• **Items**:
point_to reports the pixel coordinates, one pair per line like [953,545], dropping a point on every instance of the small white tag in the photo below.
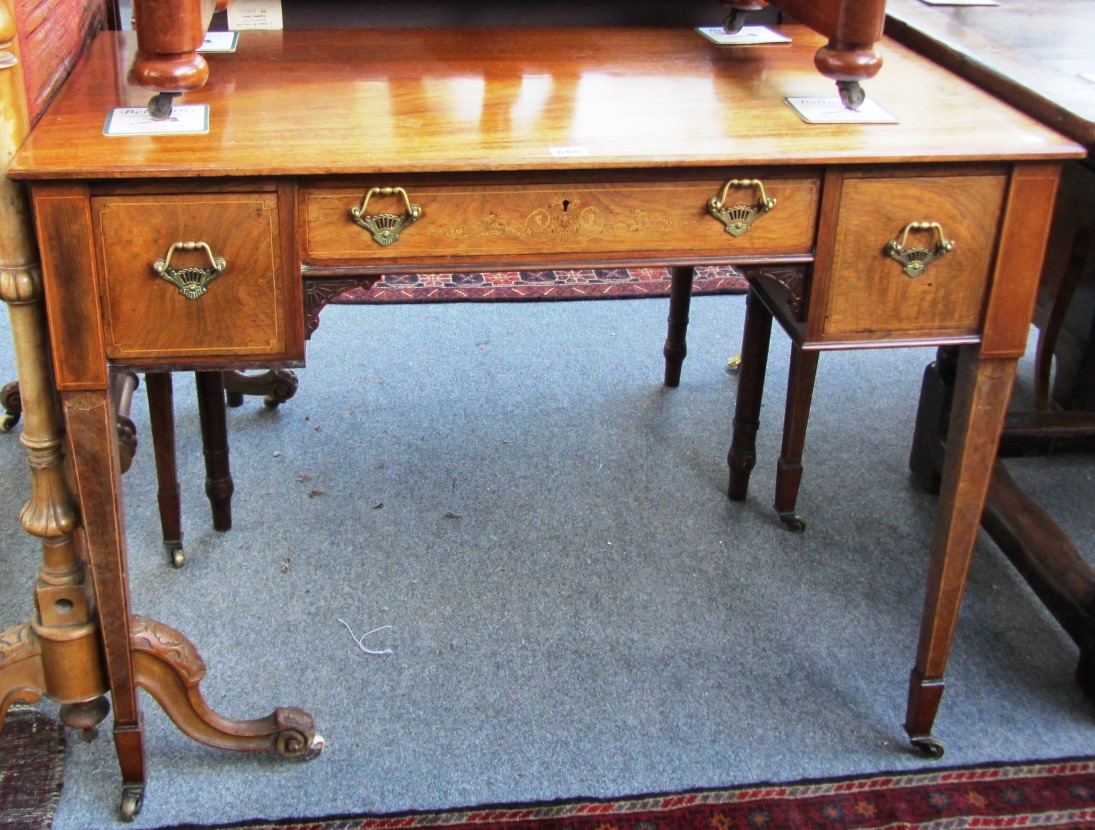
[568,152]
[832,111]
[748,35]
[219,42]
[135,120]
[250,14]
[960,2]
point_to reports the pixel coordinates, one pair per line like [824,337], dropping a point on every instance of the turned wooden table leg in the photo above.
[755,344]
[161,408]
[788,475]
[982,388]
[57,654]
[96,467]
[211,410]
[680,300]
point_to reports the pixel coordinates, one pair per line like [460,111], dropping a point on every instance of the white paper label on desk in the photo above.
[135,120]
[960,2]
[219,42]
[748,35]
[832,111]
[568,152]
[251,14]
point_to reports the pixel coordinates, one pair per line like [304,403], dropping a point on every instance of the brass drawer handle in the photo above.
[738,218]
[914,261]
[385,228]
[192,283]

---

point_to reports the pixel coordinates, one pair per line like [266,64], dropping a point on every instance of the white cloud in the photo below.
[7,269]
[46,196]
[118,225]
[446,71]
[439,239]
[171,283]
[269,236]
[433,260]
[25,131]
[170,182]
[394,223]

==

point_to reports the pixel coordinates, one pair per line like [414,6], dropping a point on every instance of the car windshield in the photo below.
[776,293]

• **Objective**: Please find each row above that contains the word "like" and copy those rows out whole. Case counts.

• **Answer to the task**:
point_to reports the pixel coordinates, one pair per line like [953,545], dropping a point on every instance of the small white tag in the photo below.
point_to reports the pixel coordinates, one pair per line like [824,337], dropping a point on every instance of the turned wooden table leg in the photo above.
point_to reports the pixel coordinates, one pair per line like [460,111], dropping a point on every instance of the white paper label on desk in the photo above.
point_to reports the pixel coordinates, one pair per line like [304,403], dropping a point on every instance of the brass drawer handle in the photo above.
point_to reports the pixel coordinates, one pair per line like [266,64], dropping a point on every instance of the white cloud in the photo below.
point_to reports the pixel coordinates, one pair per line like [414,6], dropping a point on every instance of the car windshield in the photo below.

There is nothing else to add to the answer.